* **Available records**:
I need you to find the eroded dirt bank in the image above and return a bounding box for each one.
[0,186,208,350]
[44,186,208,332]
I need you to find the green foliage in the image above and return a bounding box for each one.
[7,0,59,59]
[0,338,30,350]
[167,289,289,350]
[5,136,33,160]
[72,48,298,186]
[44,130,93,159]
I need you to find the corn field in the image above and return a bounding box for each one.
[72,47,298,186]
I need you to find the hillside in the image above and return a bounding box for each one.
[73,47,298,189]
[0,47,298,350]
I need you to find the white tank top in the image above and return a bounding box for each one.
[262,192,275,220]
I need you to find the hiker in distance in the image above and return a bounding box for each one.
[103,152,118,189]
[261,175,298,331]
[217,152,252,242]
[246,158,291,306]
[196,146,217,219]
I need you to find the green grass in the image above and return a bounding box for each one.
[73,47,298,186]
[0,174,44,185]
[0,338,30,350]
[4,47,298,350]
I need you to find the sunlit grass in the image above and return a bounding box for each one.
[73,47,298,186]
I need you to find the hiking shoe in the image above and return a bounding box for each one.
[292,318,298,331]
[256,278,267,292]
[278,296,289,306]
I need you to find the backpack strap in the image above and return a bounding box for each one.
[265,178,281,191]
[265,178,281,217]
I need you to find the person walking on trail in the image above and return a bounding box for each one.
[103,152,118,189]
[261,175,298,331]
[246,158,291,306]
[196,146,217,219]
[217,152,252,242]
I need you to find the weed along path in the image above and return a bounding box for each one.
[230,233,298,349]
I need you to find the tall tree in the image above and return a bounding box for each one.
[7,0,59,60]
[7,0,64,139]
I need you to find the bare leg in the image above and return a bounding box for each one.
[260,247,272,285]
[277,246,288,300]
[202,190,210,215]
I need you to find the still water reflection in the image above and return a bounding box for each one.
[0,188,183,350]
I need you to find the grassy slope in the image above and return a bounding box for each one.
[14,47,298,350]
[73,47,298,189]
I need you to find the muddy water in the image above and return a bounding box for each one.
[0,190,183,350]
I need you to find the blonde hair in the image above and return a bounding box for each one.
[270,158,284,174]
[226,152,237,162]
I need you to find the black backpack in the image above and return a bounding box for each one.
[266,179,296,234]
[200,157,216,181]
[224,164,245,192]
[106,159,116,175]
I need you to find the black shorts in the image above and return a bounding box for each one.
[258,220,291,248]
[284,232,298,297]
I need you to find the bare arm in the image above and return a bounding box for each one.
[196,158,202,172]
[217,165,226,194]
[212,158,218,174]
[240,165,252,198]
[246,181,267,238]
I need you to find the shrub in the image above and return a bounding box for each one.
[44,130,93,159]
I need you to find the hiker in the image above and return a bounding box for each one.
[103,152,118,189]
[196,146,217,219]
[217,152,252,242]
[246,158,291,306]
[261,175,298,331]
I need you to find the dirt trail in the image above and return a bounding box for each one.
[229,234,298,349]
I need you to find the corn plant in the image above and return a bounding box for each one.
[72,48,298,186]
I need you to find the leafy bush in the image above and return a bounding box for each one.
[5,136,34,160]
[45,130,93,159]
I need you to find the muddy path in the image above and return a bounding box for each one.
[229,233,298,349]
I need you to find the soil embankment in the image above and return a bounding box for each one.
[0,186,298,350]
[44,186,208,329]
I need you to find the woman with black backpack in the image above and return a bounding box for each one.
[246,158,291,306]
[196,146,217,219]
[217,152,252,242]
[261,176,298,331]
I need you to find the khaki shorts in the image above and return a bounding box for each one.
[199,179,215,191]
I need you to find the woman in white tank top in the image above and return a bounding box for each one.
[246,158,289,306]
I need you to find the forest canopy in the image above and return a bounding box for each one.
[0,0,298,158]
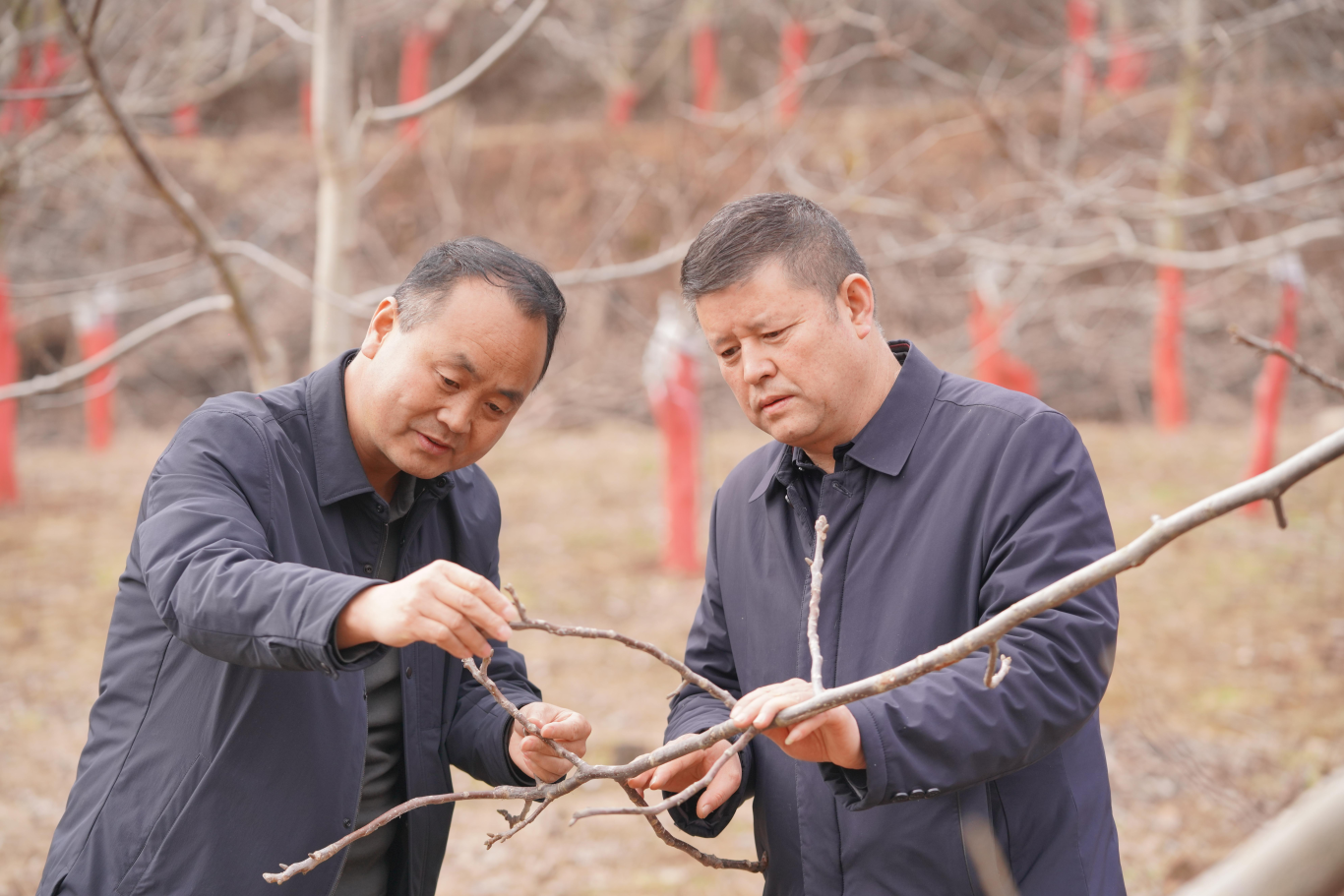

* **Direction**: Can you reproduce all of the material above word for word, leaving out the picture?

* **Solution below**:
I need you to find the eroded dirt bank in the image above and return a bounding box for each one.
[0,186,208,350]
[44,186,208,332]
I need you to find the green foliage in the image above and return a bounding box for each one.
[7,0,59,59]
[0,338,30,350]
[167,289,289,350]
[5,136,33,160]
[72,48,298,186]
[44,130,93,159]
I need you to find the corn field in the image above and return a bounding box for each one.
[72,47,298,186]
I need you to find the hillside in the image above and return a bounding box for each one.
[73,47,298,189]
[0,47,298,350]
I need you to find the white tank top in the image above and return a bounding box for each one.
[262,192,275,220]
I need you to find the hiker in distance in the image above and return a bounding box for each one.
[103,152,118,189]
[261,175,298,331]
[217,152,252,242]
[246,158,291,306]
[196,146,217,219]
I need you to find the green grass in the image above and return a bounding box for each one.
[73,47,298,186]
[0,174,44,185]
[0,338,30,350]
[4,47,298,350]
I need you to find the sunlit grass in the image above and return a bounding box for each one.
[73,47,298,186]
I need you to find the hiking shoe in the image above and return a bounding box for each one.
[292,318,298,331]
[256,278,267,292]
[278,296,289,306]
I need you to find the backpack strap in the image above and return a bounding box for each one.
[265,178,281,191]
[265,178,281,217]
I need you to find the person walking on trail in the image above and return a bounding box for each one.
[103,152,118,189]
[261,175,298,331]
[246,158,291,306]
[196,146,217,219]
[217,152,252,242]
I need you to find the weed along path in the image above and return a bounding box for each one.
[230,233,298,349]
I need you to find the tall tree in the image above and return a bounding box for each one.
[7,0,59,60]
[7,0,64,139]
I need you to find the bare leg in the image above and return a bounding box for each one.
[260,247,272,285]
[277,246,288,300]
[202,190,210,215]
I need you to find the still water reflection in the image above and return a bounding box for each one.
[0,188,183,350]
I need you to find the grassy slope in the image above and return a bounding box for each one.
[14,47,298,350]
[73,47,298,189]
I need you to find the muddy water in the image above and return a bounding box for each one.
[0,190,183,350]
I need you to find the blonde hair in the image above and return a bounding box for each one.
[270,158,284,174]
[226,152,237,162]
I need you to find the black backpack in the image above and return a bounding box for each one.
[266,179,296,234]
[200,157,216,181]
[224,164,245,192]
[106,159,116,175]
I need you to find the black shorts in the image above and return a bounding box for each one.
[258,220,291,248]
[284,232,298,297]
I need you to find the bare arm in the image above and return a bounding box for each one.
[196,158,202,172]
[217,165,226,194]
[212,158,218,174]
[240,165,252,198]
[246,181,267,238]
I need you to find the shrub in the image above and return a bounding box for each one.
[44,130,93,159]
I need you to find the hiker in the image above and return a bounding box for each one.
[103,152,118,189]
[196,146,217,219]
[217,152,252,242]
[246,158,291,306]
[261,175,298,331]
I need you to find the dirt trail in the image above and return a bounding box for each one.
[229,234,298,349]
I need you to find the corn plant in the image above and return a bounding box for each one.
[72,48,298,186]
I need you to find the leafy bush in the image above and return a bounding box for each one.
[5,136,34,160]
[45,130,93,159]
I need you to find the muddy path in the image above and return a bounding box for each one.
[229,233,298,349]
I need you to find the soil embankment in the image above and return a bounding box for each one.
[0,186,298,350]
[44,186,208,329]
I need you to find the woman with black backpack in the image above and return a bounding box for each one.
[246,158,291,306]
[196,146,217,219]
[217,152,252,242]
[261,176,298,331]
I need you to find the khaki shorts in the image above and return a bounding box for each one.
[199,179,215,191]
I need you to find the woman in white tank top in the image above and return a bounding box for each one.
[246,158,289,306]
I need you to find the forest canopy in the image above and return a bounding box for each one.
[0,0,298,158]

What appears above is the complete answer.